WHAT IS NEEDED.
Exactly as they appear, set down all of the records.

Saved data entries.
────

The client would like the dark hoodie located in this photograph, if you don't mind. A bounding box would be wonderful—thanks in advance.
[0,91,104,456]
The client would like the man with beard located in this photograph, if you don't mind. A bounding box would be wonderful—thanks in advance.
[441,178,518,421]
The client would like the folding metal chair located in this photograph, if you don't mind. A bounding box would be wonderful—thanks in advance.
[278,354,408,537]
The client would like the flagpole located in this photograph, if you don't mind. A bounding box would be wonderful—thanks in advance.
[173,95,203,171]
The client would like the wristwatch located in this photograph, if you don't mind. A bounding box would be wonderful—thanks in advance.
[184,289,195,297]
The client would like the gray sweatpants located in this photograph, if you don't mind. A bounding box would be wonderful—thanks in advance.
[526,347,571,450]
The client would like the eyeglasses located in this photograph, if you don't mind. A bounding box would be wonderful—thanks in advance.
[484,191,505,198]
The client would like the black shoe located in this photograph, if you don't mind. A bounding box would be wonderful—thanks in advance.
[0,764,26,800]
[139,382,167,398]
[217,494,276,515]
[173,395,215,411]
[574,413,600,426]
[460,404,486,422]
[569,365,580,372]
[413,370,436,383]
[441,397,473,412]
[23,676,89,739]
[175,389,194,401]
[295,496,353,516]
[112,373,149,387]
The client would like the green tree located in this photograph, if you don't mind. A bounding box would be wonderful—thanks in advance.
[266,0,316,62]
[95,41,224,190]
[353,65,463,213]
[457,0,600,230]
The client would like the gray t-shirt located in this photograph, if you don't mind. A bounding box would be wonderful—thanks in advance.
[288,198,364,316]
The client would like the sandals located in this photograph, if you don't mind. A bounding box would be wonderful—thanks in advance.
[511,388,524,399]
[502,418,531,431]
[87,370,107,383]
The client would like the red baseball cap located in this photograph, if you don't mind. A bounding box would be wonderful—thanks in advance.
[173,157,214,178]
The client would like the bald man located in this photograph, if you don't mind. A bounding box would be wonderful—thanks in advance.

────

ANSWER TO THE EXERCISE.
The client would like the dark hoodie located in this photograph, if you don't mind. A bounding box would be wonderful—thanks in advance.
[0,91,104,456]
The client would like the man with beard located in this photograph, if you don't mind. A bounding box would be wonderful—thanks in advance.
[441,178,518,421]
The client would like the folding metal chair located in this photograph, if you don't mind. A bounding box would be wonderful—thanks in advance.
[278,354,408,537]
The client would like the flagpole located in this photograph, if you don't mind. A bounding box would be wonderful—thanks in advance.
[173,95,203,171]
The client would like the wristwatch located in this photograph, if you don't mind. A bounding box would be wonderful—thanks in advance.
[184,289,195,297]
The client would like the gray sweatpants located in this photograph, if you don't mind. A bounding box would be wonderful—thanks in advance.
[526,347,571,450]
The client would like the eyeglasses located in this photograph, if you don't mind. A bounding box would be wonderful—thanks in advance.
[484,191,505,198]
The client would like the black shoe located in this photograph, if you don't mind. A bounding box would be wonderful—thanks in advance.
[0,764,26,800]
[139,382,167,398]
[217,494,276,515]
[173,395,215,411]
[574,413,600,426]
[460,404,486,422]
[569,365,580,372]
[413,370,436,383]
[441,397,473,412]
[23,676,89,739]
[175,389,194,401]
[295,496,353,516]
[112,373,149,387]
The client would like the green tree located in this photograph, if you don't mind. A bounding box would be wonderful—thanks in advance.
[266,0,316,62]
[95,41,224,190]
[353,65,463,213]
[457,0,600,230]
The client would like the gray t-shirt located in this photograph, if you don't mind. A bounding box would be wonderful—thanks in advance.
[288,198,364,316]
The client would like the sandals located in this photograph, if you don't mind. A bounding box would be wonderful—thanks in advance.
[511,388,524,399]
[502,418,531,431]
[87,370,107,383]
The client would like the red baseball cap located in this photograph, if you don't mind. A bounding box would be wonderful—thanks in advance.
[173,157,214,178]
The client would like the bald man located in this photograph, if you don't mind. A bounding box would be wonderful—thanks in advance.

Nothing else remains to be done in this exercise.